=== Excerpted passage ===

1

I am creating a crawler that downloads web page documents from website and stores the web page content in database.
I want to store only documents that are in English language.
I can't manage to find out which language is a specific web page in so that i could decide to store it in the database or not.

gunr2171
  • 16,104
  • 25
  • 61
  • 88
  • 2
    Possible duplicate of [How to detect the language of a string?](https://stackoverflow.com/questions/1192768/how-to-detect-the-language-of-a-string) – PaulF Mar 18 '19 at 16:52
  • You could determine the frequency of the most common words: the, be, to ... – Stefan Mar 18 '19 at 16:54
  • Possible duplicate of [How to determine the language of a website](https://stackoverflow.com/questions/35209243/how-to-determine-the-language-of-a-website) – gunr2171 Mar 18 '19 at 17:02
  • what if its half english and half french? What if the english portion is Ads and the content is German? – Steve Mar 18 '19 at 17:03
  • 1
    There are, sometimes, meta-tags that identify the language of the page. These may or may not be helpful and I don't know that there is a standard meta-tag to look for. – Mark Sholund Mar 18 '19 at 18:10

2 Answers2

0

You should use a language recognition. There are some APIs that you can use. It basically consists on that you send the text and it would return the language.

Also you could build your own API by applying some machine learning, where you put several examples of what "English" text means.

I would recommend you to look up in google "Language recognition api" or something like that so you have a more clear idea.

Brank Victoria
  • 1,447
  • 10
  • 17
0

I suspect there is no 'one' way of doing this. Some HTML pages will declare their language, many/most will not. You will have to come up with some heuristic that determines the language from several methods and decide based upon that info.

Maybe some weighting:

  • HTML declaration = 0.75
  • 90% of innerText is 'english' = 0.50
  • etc etc etc (can't think of another test)

Then decide if you have reached a reasonable value that you say 'this is definitely english' and off you go.

Neil
  • 11,059
  • 3
  • 31
  • 56

=== Given records ===
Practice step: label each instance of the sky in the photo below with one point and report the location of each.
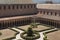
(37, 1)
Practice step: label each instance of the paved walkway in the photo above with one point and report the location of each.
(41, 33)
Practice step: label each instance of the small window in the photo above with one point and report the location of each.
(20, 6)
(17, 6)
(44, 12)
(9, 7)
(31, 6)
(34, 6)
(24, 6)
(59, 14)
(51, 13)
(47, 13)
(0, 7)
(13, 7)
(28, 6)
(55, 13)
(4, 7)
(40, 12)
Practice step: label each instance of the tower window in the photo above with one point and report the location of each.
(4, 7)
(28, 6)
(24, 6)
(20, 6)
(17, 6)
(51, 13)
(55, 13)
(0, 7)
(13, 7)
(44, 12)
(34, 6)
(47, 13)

--

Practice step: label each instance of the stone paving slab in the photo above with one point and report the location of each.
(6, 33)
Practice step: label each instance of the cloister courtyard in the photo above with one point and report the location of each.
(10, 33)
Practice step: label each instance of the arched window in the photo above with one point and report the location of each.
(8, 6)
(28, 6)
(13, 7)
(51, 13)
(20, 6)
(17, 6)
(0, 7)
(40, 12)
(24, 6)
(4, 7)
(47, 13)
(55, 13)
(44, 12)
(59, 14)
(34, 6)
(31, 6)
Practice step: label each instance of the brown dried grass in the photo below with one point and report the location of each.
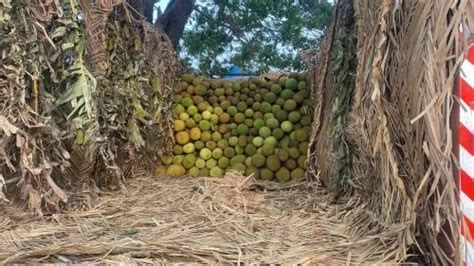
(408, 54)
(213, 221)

* * *

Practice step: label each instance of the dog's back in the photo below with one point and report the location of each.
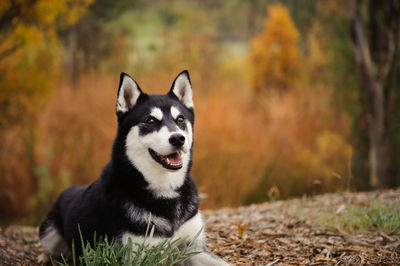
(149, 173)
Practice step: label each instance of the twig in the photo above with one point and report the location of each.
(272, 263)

=== Work to be completed ===
What weight does the forum thread about detecting a web page's language suggest for an HTML declaration? Work only from the forum thread about detecting a web page's language.

=== Solution for this exercise ===
0.75